**EXCERPTED TEXT**

---

We didn’t receive as much feedback on memorable scenes this month so instead I wanted to include a lot of the feedback we received about book recommendations, book reviews etc.


Celest: Read “The Confessor” by Daniel Silvia. Thought it was wonderful. Then started “The Last Mile” by David Balducci. It is one of the few books I read 3/4 of and threw it away. It just got worse and worse, so unrealistic. I will never know how it ended, but just could not deal with it. Reading another Silvia book ” A Death in Vienna”. Loving it already after only a chapter or two.

Maybe someone who completed the Balducci book will tell me how it ended.

Bill: I had skipped the Mickey Bolitar books because of the tag line. I took your recommendation and read them, loved them.

avaradachary: I read the two minute rule a few years ago. Very unusual story and a great mystery. I bought a few copies andgave them to friends who all liked it

Thanks for the reminder

Bob: Re: James Patterson. I truly believe that he has rented out his name to other authors.

This is similar to the clothing industry where designers license their name to manufacturers who sell the goods with the designer label.

He cannot possibly write as many books that appear with his name and a co-author. Maybe he is editing them the same way that a designer would approve and review a clothing line.

His recent book “Woman of God” is not a typical Patterson novel. It reads more like a story to be made into a movie for Lifetime Movie Channel presentation.

Just venting.

Clark: Subscribing to your newsletter was one of the best things I have done in a long time. You have turned me onto some authors and books that I might not have enjoyed. Right now I am ‘visiting’ a few authors from years ago and some of their books I never read …. Louis L’Amour …. Mickey Spillane … Max Brand … to name three. Thank you for the great job you are doing and the service you are providing.

Richard: Read the new reacher book in 2 ½ days as it was only a 10 day book from the library. I enjoyed it

Looking forward to the next volume

Thom: Hi Graeme –

Sorry to hear you are under the weather. At least you got nailed in between Thanksgiving and Christmas! Hope you miss both of them, so to speak (being sick, that is).

---

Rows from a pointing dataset

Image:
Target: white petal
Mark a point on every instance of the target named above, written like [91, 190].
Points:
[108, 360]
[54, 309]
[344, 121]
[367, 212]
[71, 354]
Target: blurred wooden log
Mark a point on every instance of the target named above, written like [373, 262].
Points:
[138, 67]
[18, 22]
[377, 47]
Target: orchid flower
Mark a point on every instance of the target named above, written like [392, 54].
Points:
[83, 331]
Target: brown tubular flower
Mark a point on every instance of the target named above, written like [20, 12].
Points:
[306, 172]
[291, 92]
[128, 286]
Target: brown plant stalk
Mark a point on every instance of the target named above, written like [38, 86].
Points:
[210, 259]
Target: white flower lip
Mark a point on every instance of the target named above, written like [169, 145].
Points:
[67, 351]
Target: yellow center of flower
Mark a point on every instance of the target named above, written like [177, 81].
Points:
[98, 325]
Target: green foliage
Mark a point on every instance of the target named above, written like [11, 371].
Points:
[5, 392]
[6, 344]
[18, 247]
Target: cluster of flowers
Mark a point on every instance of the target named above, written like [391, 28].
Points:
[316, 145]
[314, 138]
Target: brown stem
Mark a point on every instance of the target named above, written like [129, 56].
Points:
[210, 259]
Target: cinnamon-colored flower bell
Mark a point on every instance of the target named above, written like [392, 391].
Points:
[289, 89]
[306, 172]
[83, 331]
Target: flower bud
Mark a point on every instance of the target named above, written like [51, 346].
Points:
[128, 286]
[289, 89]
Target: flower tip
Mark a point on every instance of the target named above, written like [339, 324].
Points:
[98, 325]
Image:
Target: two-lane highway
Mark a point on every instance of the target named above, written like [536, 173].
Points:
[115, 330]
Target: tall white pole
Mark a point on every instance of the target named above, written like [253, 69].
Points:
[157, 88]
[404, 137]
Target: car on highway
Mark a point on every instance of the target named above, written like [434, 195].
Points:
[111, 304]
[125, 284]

---

**TASKS TO COMPLETE**
• A. Return the passage of the reader feedback on books between "Just venting." and "sick, that is).", inclusive.
• B. Take the reader feedback on book recommendations further, picking up after its final sentence.

**ANSWERS PROVIDED**
• A.
Just venting.

Clark: Subscribing to your newsletter was one of the best things I have done in a long time. You have turned me onto some authors and books that I might not have enjoyed. Right now I am ‘visiting’ a few authors from years ago and some of their books I never read …. Louis L’Amour …. Mickey Spillane … Max Brand … to name three. Thank you for the great job you are doing and the service you are providing.

Richard: Read the new reacher book in 2 ½ days as it was only a 10 day book from the library. I enjoyed it

Looking forward to the next volume

Thom: Hi Graeme –

Sorry to hear you are under the weather. At least you got nailed in between Thanksgiving and Christmas! Hope you miss both of them, so to speak (being sick, that is).

• B.
I was wondering about your Jack Reacher comments: if you are like most of us, Tom Cruise was a lousy pick for our most favorite, larger-than-life superhero (no pun intended… well maybe a little bit). Did this disappointment somehow color your perception of the book, or give it an extra-heavy load to keep you entertained? To be honest, I have not bought the book yet and if I don’t get it as a CMAS gift not sure I even will buy it. I just don’t like Tom Cruise that much. And yes, I understand when you have enough $$$ to buy any part you want, then Lee Child does not have much say in who get cast into what roles. But jumpin’ jellybeans, Tom “I’m 5’6”… really” Cruise??? And Mr. Reacher is only 6’5” or so…

OK, enough griping. Hope you feel better, and Santa has to make two trips to bring all your goodies!

Rudy: I can not agree more about Night School. I have loved every Jack Reacher novel and can hardly wait for the new ones to come on the market. Just finished Night School last week and was so disappointed! Nothing like the Jack Reacher I have come to love and want to read about over and over. This book could have been about any new character Lee would want to choose. Shame that he made Jack to be the main focus of this book. Not a terrible book but certainly not a Jack Reacher novel. I’ll continue to hope for a better result the next time. Hope it is soon!

Mary: Ptewy on new Jack Reacher book. I think Lee Child wrote it years ago and put the draft away. He found it and updated the people, places and so on. This is not the Jack Reacher we know and love. It is as bad as choosing Tom Cruise to portray him in movies.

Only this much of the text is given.